INSTRUCTION:
Turn everything in the records from the line containing "Where can the white cloud" down to the line containing "x=158, y=103", both included, into a numbered list with blank lines left out.

Labeling entries for object positions
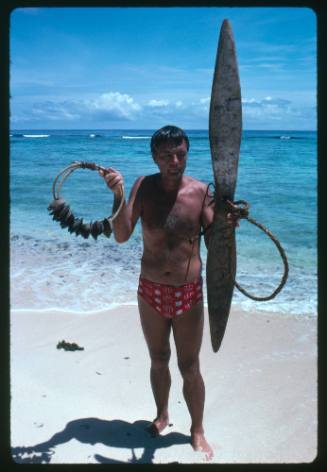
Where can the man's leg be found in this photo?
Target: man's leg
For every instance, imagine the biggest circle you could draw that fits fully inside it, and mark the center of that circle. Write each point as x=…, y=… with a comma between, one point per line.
x=156, y=331
x=188, y=330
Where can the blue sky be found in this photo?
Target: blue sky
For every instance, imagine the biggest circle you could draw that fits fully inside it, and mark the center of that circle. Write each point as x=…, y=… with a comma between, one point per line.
x=142, y=68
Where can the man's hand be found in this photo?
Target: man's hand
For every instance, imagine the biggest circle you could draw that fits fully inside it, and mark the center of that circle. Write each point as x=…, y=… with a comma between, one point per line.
x=113, y=179
x=233, y=219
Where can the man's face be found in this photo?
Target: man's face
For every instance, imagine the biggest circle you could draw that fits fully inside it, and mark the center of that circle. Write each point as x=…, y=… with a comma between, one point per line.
x=171, y=159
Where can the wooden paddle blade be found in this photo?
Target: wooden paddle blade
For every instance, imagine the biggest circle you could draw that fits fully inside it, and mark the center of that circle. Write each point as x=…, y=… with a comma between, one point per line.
x=220, y=275
x=225, y=116
x=225, y=131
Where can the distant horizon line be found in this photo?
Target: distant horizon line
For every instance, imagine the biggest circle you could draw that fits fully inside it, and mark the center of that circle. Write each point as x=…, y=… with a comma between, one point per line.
x=148, y=129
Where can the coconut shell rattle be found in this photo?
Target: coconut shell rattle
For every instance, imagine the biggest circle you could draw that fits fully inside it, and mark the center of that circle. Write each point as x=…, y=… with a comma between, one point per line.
x=61, y=212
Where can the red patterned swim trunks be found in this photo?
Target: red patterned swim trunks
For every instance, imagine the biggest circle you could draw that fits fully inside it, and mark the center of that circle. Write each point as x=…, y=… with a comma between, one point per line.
x=168, y=300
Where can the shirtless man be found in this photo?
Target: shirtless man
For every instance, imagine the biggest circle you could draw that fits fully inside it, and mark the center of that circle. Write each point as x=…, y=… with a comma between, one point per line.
x=173, y=209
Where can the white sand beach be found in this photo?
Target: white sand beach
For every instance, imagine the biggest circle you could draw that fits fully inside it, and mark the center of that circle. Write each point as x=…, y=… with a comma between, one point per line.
x=93, y=405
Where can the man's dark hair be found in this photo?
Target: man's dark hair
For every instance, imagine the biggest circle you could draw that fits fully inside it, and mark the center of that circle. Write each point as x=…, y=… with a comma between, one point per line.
x=168, y=134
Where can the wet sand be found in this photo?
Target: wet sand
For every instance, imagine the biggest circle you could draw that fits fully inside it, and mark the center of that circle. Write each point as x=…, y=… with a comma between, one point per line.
x=94, y=405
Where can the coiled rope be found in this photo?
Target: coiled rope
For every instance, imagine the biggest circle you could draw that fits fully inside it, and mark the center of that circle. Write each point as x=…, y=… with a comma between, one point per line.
x=62, y=213
x=240, y=208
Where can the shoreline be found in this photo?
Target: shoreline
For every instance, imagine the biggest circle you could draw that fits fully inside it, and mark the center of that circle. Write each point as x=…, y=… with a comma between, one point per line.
x=92, y=406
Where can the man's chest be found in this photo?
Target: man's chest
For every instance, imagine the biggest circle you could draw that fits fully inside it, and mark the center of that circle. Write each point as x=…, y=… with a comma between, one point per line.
x=180, y=217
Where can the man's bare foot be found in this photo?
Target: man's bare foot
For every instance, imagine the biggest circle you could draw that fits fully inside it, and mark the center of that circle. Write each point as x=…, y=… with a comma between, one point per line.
x=158, y=425
x=199, y=443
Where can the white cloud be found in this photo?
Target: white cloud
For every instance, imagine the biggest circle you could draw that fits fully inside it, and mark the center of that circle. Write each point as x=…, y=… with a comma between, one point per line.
x=114, y=104
x=158, y=103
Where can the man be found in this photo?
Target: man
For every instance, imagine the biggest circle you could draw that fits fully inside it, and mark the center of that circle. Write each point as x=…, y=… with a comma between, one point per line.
x=173, y=209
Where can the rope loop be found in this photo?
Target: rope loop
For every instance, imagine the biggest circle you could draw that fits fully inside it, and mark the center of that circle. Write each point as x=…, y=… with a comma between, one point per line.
x=240, y=208
x=61, y=212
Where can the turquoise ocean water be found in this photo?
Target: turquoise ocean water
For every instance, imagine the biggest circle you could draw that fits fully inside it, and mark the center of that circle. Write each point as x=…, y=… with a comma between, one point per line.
x=49, y=268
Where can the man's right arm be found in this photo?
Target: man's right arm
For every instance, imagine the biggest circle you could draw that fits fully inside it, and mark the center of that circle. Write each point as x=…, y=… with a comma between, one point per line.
x=124, y=223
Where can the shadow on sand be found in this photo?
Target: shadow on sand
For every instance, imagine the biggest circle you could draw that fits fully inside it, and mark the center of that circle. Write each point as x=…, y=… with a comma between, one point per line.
x=114, y=433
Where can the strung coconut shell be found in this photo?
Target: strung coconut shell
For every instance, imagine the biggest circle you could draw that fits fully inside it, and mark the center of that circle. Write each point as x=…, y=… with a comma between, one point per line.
x=106, y=228
x=77, y=226
x=63, y=213
x=86, y=230
x=56, y=205
x=96, y=229
x=68, y=220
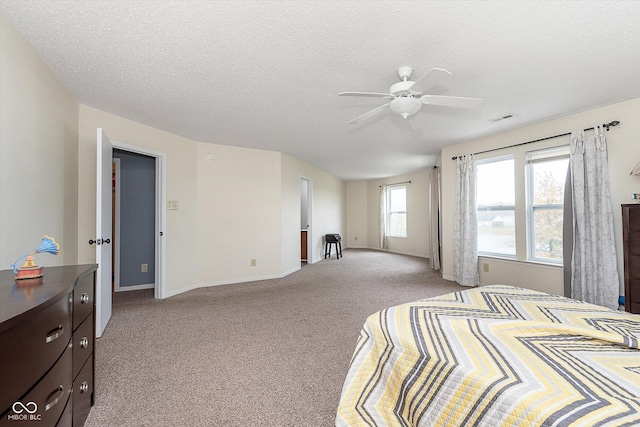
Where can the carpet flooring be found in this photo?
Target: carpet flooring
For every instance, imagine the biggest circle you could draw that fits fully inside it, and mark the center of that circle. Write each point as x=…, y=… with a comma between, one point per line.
x=263, y=353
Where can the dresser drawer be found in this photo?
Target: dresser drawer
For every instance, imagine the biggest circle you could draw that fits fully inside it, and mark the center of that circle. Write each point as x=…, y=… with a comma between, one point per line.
x=82, y=344
x=47, y=400
x=31, y=348
x=83, y=394
x=66, y=419
x=83, y=299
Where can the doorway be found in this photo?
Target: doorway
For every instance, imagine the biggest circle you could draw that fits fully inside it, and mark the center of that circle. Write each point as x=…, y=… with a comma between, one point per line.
x=134, y=206
x=158, y=188
x=306, y=235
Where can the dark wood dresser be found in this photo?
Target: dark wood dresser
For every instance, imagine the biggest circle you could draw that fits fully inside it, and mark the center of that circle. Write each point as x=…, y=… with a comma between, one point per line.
x=631, y=247
x=47, y=335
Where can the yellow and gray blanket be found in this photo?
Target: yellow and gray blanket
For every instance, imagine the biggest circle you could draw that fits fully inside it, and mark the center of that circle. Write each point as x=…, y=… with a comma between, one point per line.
x=495, y=356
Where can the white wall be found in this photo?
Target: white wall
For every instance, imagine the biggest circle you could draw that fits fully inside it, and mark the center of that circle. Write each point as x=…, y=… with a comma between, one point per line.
x=180, y=235
x=327, y=215
x=238, y=214
x=243, y=204
x=38, y=157
x=624, y=152
x=357, y=217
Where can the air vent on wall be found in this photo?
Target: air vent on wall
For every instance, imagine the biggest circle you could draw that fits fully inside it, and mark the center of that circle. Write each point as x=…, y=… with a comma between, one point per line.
x=506, y=116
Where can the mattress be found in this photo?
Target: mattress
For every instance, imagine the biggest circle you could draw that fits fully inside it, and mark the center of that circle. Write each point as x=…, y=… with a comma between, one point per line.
x=494, y=356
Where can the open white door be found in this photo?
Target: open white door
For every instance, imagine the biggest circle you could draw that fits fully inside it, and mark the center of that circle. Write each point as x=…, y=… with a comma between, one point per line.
x=103, y=232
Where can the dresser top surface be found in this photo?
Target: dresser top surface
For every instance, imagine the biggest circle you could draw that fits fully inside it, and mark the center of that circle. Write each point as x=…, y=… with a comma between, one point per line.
x=26, y=296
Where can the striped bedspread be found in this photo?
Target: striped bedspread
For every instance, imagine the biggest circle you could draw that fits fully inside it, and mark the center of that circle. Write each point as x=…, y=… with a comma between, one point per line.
x=495, y=356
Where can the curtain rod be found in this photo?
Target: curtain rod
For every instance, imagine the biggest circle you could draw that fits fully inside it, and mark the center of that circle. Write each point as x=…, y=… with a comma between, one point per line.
x=396, y=183
x=606, y=125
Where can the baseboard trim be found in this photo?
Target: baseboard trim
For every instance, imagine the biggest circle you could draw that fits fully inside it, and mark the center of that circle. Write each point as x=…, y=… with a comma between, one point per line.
x=135, y=287
x=229, y=282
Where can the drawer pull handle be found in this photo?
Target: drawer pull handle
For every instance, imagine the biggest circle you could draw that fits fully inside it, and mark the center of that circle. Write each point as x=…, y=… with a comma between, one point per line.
x=56, y=396
x=54, y=334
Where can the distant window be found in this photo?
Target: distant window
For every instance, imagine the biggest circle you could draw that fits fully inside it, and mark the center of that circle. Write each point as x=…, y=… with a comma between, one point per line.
x=495, y=201
x=397, y=211
x=546, y=176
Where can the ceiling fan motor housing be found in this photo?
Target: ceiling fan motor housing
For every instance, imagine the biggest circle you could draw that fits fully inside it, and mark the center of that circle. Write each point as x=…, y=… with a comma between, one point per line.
x=400, y=87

ANSWER IN FULL:
1. Where can the white cloud be found in this photo?
2. Target: white cloud
3. For every instance, imagine the biggest circle you could draw that fits fully inside it, and mark the center of that circle. Write each point as x=…, y=… with a comma between, one point per line.
4. x=114, y=104
5. x=158, y=103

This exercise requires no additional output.